[Labeled-object pointing entries]
[Begin]
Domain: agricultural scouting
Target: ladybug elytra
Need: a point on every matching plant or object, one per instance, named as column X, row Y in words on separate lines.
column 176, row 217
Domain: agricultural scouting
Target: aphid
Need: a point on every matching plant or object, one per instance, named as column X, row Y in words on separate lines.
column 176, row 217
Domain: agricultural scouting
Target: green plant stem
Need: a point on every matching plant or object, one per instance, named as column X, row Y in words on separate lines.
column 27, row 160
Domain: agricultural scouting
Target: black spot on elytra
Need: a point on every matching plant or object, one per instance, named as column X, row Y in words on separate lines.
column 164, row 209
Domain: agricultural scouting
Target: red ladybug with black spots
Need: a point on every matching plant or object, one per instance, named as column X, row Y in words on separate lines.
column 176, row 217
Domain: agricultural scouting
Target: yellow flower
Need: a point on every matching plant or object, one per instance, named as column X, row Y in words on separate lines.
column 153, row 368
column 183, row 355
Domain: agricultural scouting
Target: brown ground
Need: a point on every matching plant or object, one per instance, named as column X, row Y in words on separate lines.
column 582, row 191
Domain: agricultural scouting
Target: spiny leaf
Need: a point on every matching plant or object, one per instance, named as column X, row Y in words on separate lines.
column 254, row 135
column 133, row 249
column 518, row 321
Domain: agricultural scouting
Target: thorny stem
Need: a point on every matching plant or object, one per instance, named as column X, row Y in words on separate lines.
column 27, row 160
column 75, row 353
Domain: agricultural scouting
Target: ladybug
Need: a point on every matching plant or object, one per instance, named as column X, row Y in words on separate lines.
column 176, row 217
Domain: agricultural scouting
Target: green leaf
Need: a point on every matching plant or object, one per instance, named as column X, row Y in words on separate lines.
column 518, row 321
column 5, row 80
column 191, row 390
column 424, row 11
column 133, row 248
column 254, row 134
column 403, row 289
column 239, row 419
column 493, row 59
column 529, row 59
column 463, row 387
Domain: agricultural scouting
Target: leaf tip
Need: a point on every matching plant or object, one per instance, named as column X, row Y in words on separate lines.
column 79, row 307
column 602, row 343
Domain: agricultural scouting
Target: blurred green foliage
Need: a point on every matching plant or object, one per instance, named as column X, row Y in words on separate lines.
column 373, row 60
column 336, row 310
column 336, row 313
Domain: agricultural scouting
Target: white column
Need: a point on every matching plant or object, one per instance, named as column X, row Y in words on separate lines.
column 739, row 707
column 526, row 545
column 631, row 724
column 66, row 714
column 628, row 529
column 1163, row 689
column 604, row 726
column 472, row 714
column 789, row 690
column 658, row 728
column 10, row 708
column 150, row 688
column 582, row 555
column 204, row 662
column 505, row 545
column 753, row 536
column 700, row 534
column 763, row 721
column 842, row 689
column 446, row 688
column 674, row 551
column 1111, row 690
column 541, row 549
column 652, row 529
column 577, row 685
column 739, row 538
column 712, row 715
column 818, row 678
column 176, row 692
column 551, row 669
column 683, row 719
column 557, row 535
[End]
Each line of the listing should be echoed back exactly.

### [PROBLEM SOLUTION]
Domain: agricultural scouting
Target: ladybug elytra
Need: a point on every matching plant or object, one per instance, named as column X, row Y in words on separate lines.
column 176, row 217
Domain: agricultural scouting
Target: aphid
Need: a point on every matching plant or object, one per instance, named as column X, row Y in words on separate lines.
column 176, row 217
Domain: agricultural scouting
Target: green plant stem
Need: a point on every matching plant or object, one per instance, named as column X, row Y in words on separate lines.
column 27, row 160
Domain: agricultural scouting
Target: black spot on elytra
Need: a point on every matching plant or object, one per instance, named as column X, row Y in words on separate lines.
column 164, row 209
Domain: agricultural scouting
Target: red ladybug with black spots
Need: a point on every matching plant or object, one per instance, named as column X, row Y in words on separate lines.
column 176, row 217
Domain: agricultural scouting
Target: yellow flower
Need: a point on every matching plant or object, one per instance, named as column X, row Y in words on separate lines.
column 153, row 368
column 183, row 355
Domain: agricultural scouting
Target: brown ground
Need: a point on every matching plant or object, one per instance, named as column X, row Y in words on separate lines.
column 582, row 191
Domain: agricultural scouting
Target: spiny leaf
Need: a point on every matching plant or object, one per instance, named as column X, row Y in words on separate lines.
column 254, row 135
column 133, row 249
column 518, row 321
Domain: agricultural scouting
Target: thorny stem
Need: a point on every matching plant or object, one per instance, named as column X, row Y in words on separate lines.
column 27, row 160
column 75, row 353
Domain: agricultural scouting
Target: ladybug
Need: a point on every matching plant or object, one per instance, named as column X, row Y in words on separate lines.
column 176, row 217
Domain: agricultural scouting
Target: green leaf
Need: a point on every matching plant or object, one per instance, named as column X, row Y in words on separate lines.
column 518, row 321
column 5, row 80
column 191, row 390
column 424, row 11
column 133, row 248
column 254, row 134
column 403, row 289
column 239, row 419
column 493, row 59
column 529, row 59
column 463, row 387
Domain: agricultural scouting
Target: leaf tip
Need: a point on every matching plant or object, one per instance, named as column X, row Y in words on separate lines.
column 79, row 307
column 602, row 343
Domain: agricultural scouting
Target: blurred green foliage
Need: a point on every matching plant or object, one per instance, named as column X, row Y in words on separate lines.
column 373, row 60
column 336, row 310
column 336, row 313
Domain: agricultural scouting
Target: white column
Need: a point on every matching plant or object, one per instance, named as column X, row Y in words on separate lines.
column 739, row 707
column 526, row 545
column 631, row 724
column 66, row 714
column 628, row 529
column 1163, row 689
column 604, row 726
column 472, row 714
column 789, row 690
column 658, row 728
column 10, row 708
column 150, row 688
column 582, row 555
column 204, row 662
column 505, row 545
column 753, row 536
column 700, row 534
column 763, row 721
column 842, row 689
column 446, row 688
column 674, row 551
column 1111, row 690
column 541, row 549
column 652, row 529
column 577, row 685
column 739, row 538
column 712, row 715
column 818, row 678
column 176, row 692
column 551, row 669
column 683, row 719
column 557, row 535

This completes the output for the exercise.